= Beginning of Section =

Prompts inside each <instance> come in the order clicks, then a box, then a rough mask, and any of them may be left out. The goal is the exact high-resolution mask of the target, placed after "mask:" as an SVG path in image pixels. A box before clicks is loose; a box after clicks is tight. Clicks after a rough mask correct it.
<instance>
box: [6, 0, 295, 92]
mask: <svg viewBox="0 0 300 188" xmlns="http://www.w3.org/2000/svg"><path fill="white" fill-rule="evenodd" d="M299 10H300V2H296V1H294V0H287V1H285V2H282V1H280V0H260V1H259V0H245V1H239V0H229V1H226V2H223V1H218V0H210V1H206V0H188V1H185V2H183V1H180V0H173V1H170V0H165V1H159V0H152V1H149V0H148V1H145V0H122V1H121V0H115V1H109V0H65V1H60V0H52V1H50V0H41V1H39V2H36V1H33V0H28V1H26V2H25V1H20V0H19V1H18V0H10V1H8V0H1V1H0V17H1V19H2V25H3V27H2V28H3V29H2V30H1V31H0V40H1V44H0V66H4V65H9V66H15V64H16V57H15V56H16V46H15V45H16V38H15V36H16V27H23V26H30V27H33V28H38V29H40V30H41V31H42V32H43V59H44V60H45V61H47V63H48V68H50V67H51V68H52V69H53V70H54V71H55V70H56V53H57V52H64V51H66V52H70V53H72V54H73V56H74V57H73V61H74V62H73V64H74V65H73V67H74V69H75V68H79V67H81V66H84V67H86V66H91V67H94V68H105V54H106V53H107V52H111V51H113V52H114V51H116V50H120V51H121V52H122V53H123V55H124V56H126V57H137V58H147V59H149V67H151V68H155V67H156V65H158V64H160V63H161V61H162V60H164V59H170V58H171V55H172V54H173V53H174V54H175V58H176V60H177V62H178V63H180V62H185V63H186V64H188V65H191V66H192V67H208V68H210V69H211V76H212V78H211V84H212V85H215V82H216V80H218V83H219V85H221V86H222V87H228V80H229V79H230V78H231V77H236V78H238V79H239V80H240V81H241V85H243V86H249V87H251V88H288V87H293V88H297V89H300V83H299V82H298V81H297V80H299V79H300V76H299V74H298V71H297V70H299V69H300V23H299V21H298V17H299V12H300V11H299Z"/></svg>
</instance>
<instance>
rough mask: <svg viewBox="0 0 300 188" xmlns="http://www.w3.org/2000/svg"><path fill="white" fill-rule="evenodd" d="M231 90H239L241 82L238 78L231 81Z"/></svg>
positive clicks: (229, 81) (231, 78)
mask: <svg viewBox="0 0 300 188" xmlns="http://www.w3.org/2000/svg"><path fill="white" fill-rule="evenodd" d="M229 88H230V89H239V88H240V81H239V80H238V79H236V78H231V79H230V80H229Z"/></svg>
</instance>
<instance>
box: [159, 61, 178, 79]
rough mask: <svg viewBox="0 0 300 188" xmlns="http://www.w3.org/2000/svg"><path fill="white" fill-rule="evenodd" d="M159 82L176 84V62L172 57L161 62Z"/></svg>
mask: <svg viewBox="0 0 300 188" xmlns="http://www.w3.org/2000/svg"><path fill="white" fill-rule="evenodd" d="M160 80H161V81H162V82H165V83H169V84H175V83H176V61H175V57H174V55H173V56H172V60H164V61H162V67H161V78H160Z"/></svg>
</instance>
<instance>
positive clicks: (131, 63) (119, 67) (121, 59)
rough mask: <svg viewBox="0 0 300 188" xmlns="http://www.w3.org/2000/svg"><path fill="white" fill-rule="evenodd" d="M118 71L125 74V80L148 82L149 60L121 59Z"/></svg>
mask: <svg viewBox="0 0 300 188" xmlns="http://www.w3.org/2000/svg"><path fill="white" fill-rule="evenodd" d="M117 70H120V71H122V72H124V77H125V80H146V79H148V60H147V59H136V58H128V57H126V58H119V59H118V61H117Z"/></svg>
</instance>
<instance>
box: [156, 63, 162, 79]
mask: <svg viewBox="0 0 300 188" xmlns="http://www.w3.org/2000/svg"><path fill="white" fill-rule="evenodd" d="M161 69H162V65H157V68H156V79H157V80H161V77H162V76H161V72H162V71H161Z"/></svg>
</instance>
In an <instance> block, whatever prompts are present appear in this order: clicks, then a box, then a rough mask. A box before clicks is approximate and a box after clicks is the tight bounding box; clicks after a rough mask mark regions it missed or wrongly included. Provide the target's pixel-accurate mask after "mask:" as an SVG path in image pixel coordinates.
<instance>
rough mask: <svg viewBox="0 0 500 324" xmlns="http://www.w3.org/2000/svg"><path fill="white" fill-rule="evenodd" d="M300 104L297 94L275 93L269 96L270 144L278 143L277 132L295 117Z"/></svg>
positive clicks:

= End of Section =

> [Problem requirements]: List every line of the data above that contains the string "positive", copying each one in full.

> [Task answer]:
positive clicks: (229, 81) (231, 78)
positive clicks: (131, 63) (119, 67) (121, 59)
positive clicks:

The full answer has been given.